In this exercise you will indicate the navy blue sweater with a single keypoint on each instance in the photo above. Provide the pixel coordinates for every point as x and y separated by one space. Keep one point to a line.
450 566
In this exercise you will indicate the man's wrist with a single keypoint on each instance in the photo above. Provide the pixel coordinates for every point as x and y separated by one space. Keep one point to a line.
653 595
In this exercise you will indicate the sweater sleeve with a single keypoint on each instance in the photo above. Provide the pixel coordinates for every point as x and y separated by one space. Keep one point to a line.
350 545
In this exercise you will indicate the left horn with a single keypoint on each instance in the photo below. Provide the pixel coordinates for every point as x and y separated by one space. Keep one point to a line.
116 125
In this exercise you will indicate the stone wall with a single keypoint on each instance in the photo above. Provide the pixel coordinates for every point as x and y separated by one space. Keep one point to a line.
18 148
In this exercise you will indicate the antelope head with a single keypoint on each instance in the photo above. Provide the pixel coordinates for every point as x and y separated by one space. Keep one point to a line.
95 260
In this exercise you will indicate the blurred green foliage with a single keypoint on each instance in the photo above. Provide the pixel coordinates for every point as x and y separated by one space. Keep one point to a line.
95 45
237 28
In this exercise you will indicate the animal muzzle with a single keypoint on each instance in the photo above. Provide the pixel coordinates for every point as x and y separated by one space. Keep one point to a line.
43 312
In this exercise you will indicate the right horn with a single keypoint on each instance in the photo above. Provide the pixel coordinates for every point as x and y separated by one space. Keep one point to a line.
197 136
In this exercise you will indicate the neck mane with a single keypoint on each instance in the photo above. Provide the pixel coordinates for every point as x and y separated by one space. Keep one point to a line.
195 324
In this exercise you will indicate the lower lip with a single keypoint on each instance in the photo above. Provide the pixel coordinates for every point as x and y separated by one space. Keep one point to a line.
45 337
__________
Work instructions: Reproduce the complete data exactly as presented above.

Finished task:
In this exercise you will indicate the navy blue sweater with a single keypoint on each instance in the photo above. Provide the pixel coordinates for every point as x and y separated by one space. Keep one point to a line.
450 566
In this exercise you will indicate the man's wrist with a single keypoint on each instance in the photo above. Provide the pixel coordinates for every point as x and y separated by one space. Keep one point to a line.
653 595
In this exercise you will indicate the sweater sleeve with a single keypoint on each instance in the photo above. Provide the pixel coordinates for every point as x and y separated by one space. Keep one point to a line.
350 545
In this exercise you will indicate the left horn with a single keypoint on each instance in the photo below. Provide the pixel coordinates for every point as x and y separated by one space. Keep one point to a line.
116 125
In this exercise you will indicate the stone wall with a single keypoint on each instance in the photo above. Provide the pixel coordinates for every point as x and y separated by one space. Keep one point to a line.
18 148
In this exercise you will indicate the antelope head with a single keypoint on each instance in the photo above. Provide the pixel coordinates for every point as x and y separated by one space. Keep one point to a line.
95 260
In this exercise you will indicate the blurred green foliage with a single keypoint on each instance in the photo above. Provide the pixel coordinates for every point as x and y separated by one space. Keep one point to a line.
95 45
237 28
In this exercise you will indicate the animal muzzle with a single keypoint on each instance in the photo above. Provide the pixel coordinates for every point as x and y separated by one space. Keep one point to a line.
43 312
In this exercise you will indicate the right horn with a single keypoint on each instance in the photo above. Provide the pixel coordinates for every point as x and y separated by one space. Keep one point to a line.
197 136
In this exercise you will indicate the neck mane with a single keypoint on each instance in the photo above. Provide the pixel coordinates for every point as x and y separated by one space. Keep one point to a line.
195 324
In this exercise you will indicate the lower lip with a single keypoint on each instance in the photo above. Provide the pixel coordinates for every point as x and y separated by one space. Keep one point to a line.
45 337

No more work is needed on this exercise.